> **Required actions**:
1 – According to the article, roughly how much restitution was Williams ordered to pay the IRS?
2 – Rewrite the article from "Williams, who lives" to "1999. In July.", replacing "refund checks" with "refund payments".

--- BEGIN Text ---

A USA federal judge sentenced a Nigerian, Kevin Kunle Sodipo Williams, on Friday to six and a half years in prison over a stolen identity fraud scheme that sought more than $12 million in tax refunds.

The judge also ordered Williams to pay roughly $900,000 in restitution to the IRS.

Williams, who lives in St. Louis, Missouri, faced a four-count charge bordering on mail fraud, aggravated identity theft, voter fraud and illegal re-entry to the U.S.

Williams and others used public school employees’ identifications stolen from a payroll company to file more than 2,000 fraudulent federal tax returns.

He also used fraudulently obtained identification numbers to get refund checks.

Williams, who was deported in 1995 returned in 1999. In July.

He had pleaded guilty to the charge in an Alabama court.

The Acting Deputy Assistant Attorney General Stuart M. Goldberg of the Justice Department’s Tax Division and Acting U.S. Attorney Carrie Costantin for the Eastern District of Missouri, said Williams entered the guilty plea in a Federal court in Alabama.

According to documents filed with the court, Kevin Kunlay (Kunle) Williams aka Kunlay Sodipo, 56, and others stole public school employees’ IDs from a payroll company and used them to electronically file more than 2,000 fraudulent federal income tax returns seeking more than $12 million in refunds.

He also stole several return preparer’s Electronic Filing Identification Numbers and used them to secure tax-related bank products and services that facilitated the issuance of tax refunds, to include blank check stock and debit cards.

Williams used the blank stock to print checks funded by the fraudulent refunds and directed some of the refunds onto debit cards.

He now faces a period of supervised release, restitution, forfeiture and deportation.

--- END Text ---
--- BEGIN Record list ---

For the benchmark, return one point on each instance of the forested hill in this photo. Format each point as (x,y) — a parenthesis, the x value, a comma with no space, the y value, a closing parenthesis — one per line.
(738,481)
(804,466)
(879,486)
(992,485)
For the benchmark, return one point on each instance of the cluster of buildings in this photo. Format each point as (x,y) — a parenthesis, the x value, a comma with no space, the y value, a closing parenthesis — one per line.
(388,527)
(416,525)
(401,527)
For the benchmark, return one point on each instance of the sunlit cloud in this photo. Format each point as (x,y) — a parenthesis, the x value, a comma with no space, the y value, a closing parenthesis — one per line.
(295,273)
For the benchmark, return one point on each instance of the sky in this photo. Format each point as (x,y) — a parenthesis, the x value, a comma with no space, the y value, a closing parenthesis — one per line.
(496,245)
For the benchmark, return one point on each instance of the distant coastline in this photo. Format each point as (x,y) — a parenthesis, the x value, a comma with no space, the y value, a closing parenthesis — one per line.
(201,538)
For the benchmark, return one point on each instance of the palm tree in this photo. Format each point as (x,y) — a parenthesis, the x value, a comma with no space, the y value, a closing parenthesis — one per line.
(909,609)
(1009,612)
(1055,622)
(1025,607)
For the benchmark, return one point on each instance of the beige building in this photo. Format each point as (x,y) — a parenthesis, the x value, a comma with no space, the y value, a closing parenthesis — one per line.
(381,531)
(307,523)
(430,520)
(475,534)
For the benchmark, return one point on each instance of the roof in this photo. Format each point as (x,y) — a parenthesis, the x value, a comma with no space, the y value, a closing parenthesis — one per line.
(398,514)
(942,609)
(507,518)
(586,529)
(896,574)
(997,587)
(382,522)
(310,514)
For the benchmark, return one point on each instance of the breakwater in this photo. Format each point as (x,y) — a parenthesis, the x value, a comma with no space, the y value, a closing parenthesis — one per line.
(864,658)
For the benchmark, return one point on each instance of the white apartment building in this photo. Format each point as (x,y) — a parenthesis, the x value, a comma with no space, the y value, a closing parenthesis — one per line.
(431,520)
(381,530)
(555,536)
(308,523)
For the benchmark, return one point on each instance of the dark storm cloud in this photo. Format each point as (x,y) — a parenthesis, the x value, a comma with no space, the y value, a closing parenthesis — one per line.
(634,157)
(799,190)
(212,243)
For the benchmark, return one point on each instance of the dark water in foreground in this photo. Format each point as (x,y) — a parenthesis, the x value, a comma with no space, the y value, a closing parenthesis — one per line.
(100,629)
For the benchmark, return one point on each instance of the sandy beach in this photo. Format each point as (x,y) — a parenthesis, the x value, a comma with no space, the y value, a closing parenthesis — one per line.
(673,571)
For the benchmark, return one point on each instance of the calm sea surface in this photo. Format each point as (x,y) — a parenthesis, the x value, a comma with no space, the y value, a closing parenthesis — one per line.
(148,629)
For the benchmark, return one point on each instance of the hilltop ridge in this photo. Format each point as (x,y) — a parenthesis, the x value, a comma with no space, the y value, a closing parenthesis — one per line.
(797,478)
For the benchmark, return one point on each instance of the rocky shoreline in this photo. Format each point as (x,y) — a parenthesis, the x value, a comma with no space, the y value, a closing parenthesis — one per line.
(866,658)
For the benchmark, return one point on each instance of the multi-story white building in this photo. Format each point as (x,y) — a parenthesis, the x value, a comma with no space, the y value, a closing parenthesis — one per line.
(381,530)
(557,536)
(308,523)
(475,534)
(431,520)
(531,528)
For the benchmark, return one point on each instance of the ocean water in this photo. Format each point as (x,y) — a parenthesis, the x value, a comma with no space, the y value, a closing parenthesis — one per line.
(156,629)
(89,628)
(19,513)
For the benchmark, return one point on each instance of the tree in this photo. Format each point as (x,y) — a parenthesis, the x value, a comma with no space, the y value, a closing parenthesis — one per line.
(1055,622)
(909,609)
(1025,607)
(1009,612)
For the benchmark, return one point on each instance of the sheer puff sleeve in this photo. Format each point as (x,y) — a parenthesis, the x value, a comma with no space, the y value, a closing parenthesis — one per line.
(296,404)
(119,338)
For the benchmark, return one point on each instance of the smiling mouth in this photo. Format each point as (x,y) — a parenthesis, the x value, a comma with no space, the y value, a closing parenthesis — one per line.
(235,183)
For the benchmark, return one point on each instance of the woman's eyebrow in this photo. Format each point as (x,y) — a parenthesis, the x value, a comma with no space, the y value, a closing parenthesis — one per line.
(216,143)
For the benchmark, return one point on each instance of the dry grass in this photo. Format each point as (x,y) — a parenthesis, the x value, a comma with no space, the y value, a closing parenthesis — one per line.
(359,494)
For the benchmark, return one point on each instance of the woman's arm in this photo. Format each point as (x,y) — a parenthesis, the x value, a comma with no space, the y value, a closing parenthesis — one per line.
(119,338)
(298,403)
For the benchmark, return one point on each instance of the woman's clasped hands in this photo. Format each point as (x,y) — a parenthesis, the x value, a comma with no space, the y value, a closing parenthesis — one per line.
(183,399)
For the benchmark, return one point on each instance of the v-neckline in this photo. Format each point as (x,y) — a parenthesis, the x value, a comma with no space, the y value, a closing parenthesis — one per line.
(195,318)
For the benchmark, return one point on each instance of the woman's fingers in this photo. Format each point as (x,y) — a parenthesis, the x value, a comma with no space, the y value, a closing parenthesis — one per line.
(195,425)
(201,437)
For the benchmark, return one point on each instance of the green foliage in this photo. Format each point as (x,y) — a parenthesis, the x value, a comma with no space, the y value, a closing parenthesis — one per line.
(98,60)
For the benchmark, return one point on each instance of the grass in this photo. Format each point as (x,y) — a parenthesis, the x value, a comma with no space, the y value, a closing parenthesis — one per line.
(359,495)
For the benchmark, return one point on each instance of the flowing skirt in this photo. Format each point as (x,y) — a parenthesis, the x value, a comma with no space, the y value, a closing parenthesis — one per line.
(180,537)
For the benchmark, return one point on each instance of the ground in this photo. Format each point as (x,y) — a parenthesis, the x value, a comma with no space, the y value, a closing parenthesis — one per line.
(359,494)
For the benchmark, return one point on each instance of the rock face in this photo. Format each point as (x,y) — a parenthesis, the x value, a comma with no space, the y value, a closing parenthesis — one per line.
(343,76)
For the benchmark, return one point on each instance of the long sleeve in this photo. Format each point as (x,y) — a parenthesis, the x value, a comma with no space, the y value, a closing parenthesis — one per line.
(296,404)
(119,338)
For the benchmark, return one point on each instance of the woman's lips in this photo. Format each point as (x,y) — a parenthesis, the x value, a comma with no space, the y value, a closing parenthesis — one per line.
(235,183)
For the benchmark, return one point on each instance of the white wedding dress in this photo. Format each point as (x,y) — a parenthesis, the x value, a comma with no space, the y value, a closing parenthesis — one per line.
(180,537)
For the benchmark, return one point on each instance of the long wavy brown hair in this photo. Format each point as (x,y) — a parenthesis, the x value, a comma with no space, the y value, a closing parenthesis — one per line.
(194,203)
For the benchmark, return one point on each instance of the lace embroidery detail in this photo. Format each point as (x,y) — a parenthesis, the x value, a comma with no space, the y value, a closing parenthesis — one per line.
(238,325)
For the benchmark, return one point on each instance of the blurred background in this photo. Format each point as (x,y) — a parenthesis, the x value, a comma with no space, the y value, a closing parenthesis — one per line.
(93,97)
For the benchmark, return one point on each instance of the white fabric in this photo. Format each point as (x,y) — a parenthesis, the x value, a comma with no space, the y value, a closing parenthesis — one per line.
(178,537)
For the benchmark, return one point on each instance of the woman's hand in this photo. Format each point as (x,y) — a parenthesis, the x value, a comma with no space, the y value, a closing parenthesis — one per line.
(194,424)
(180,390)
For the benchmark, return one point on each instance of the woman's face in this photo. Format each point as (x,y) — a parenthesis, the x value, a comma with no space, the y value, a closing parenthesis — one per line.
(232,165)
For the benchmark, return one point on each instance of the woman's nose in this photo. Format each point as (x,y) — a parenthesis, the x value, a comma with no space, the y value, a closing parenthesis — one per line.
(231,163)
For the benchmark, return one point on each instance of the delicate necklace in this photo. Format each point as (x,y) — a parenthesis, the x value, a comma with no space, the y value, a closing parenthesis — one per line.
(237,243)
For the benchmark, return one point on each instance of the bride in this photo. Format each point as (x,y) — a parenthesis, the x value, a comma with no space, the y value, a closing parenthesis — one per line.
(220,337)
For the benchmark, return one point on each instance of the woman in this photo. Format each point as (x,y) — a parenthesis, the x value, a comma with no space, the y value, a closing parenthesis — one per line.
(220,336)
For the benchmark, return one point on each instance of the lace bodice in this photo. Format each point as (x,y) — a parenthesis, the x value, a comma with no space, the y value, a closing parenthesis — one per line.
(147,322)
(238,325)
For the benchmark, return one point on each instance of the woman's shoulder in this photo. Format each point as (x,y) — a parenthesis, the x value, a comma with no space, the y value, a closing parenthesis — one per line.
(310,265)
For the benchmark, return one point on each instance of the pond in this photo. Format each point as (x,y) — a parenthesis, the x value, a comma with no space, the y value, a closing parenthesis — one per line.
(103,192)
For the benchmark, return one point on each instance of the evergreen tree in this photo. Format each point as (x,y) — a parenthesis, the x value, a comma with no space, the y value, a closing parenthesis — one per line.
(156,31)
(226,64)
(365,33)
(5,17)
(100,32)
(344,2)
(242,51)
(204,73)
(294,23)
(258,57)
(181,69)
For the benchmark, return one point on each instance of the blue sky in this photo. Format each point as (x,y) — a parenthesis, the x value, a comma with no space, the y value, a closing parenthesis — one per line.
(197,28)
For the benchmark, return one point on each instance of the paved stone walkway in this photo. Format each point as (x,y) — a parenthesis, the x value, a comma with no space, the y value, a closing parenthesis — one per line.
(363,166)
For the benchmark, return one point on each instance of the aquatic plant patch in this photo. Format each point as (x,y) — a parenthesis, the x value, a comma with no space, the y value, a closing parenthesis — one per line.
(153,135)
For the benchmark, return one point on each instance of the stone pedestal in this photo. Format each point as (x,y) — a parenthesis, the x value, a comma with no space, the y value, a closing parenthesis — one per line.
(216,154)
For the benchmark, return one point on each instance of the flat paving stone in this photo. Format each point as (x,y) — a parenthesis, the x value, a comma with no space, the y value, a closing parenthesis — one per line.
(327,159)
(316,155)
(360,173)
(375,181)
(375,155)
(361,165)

--- END Record list ---

> **Answers to the exercises**:
1 – Roughly $900,000.

2 –
Williams, who lives in St. Louis, Missouri, faced a four-count charge bordering on mail fraud, aggravated identity theft, voter fraud and illegal re-entry to the U.S.

Williams and others used public school employees’ identifications stolen from a payroll company to file more than 2,000 fraudulent federal tax returns.

He also used fraudulently obtained identification numbers to get refund payments.

Williams, who was deported in 1995 returned in 1999. In July.